Although:this is not our first time. Do you recall when we went there as part of that last BocaRaton jaunt back in 2015? (I know Rose doesn’t.) [see my report on such here]
Thursday,November 2, 2023: We flew, late. And our 4:55pm direct flight to Orlando was delayed by nearly four hours, due to something discovered on the flight that landed, earlier that day. Why did it take so long to discover, and then search? Because we weren't told anything at all, I simply presumed it to be a loose monkey on the plane (I attempted to tell this to others around us, but I don't think anyone bought it). Apparently they even had to bring in a sniffer dog. We weren't even sure we'd make it out, honestly. But we did. Aoife knocked out cold on the plane.
Friday,November 3, 2023: We woke slow, set in what was most likely a former condo. Oh, how late we got in. Once up, we headed for a full day of Universal, Orlando. Is Orlando a real place, or is it imaginary? A city of highways, condos, resorts and warehouses, it would seem. A city of palm trees and ridiculous adventure-lands. This city might just be imaginary.
Admittedly, the high point was the Harry Potter world stuff (Rose and Aoife had been years collecting change in a jar, all of which was for us to come to this specific place), both Diagon Alley in one corner, and Hogsmeade in another. The children hated the butterbeer (butterscotch foamy drink). I enjoyed a real beer. A dragon breathed fire. There were so many shops! They just wanted our money, methinks. We rode the Hogwarts train. The children collected wands. We went on a Minions ride that was amusing to all. Aoife met characters from the movie Sing. We saw Krazy Kat, and various Marvel things. I purchased a t-shirt.
Saturday,November 4, 2023: We had a quiet day, mostly at the condo space. I spent some time with notebook, and books by Laynie Browne, as well as my copy of Barry McKinnon's i wanted to say something, which I'd brought to poke through. I made various notes, some of which I'm still processing, adding to. I am still thinking upon. Christine and her mother made plans.

______

- [Tasks for this exercise]
- 1) According to the Orlando trip journal, by about how long was the 4:55pm direct flight to Orlando delayed?
- 2) Copy out the passage of the Orlando trip journal from "Admittedly, the high" up to and including "purchased a t-shirt.".

- [Data excerpt]

______

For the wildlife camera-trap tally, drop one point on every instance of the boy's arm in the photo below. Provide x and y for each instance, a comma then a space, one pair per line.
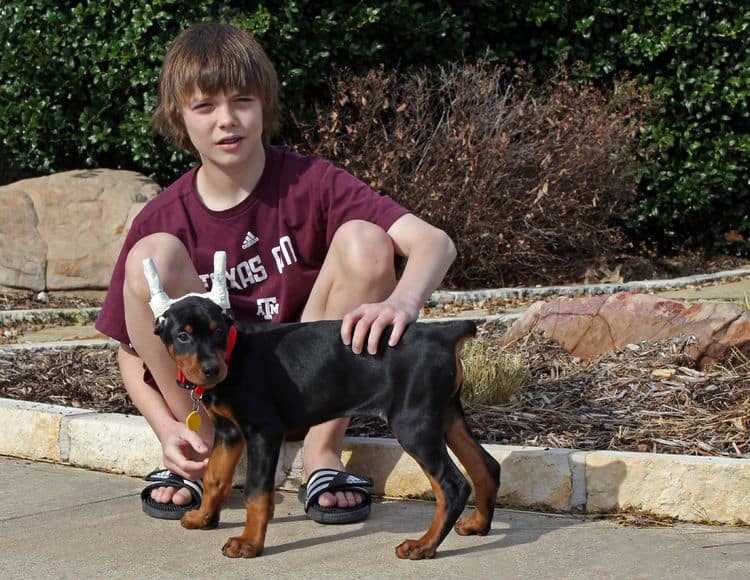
429, 253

______

- [Written answers]
- 1) Nearly four hours.

- 2)
Admittedly, the high point was the Harry Potter world stuff (Rose and Aoife had been years collecting change in a jar, all of which was for us to come to this specific place), both Diagon Alley in one corner, and Hogsmeade in another. The children hated the butterbeer (butterscotch foamy drink). I enjoyed a real beer. A dragon breathed fire. There were so many shops! They just wanted our money, methinks. We rode the Hogwarts train. The children collected wands. We went on a Minions ride that was amusing to all. Aoife met characters from the movie Sing. We saw Krazy Kat, and various Marvel things. I purchased a t-shirt.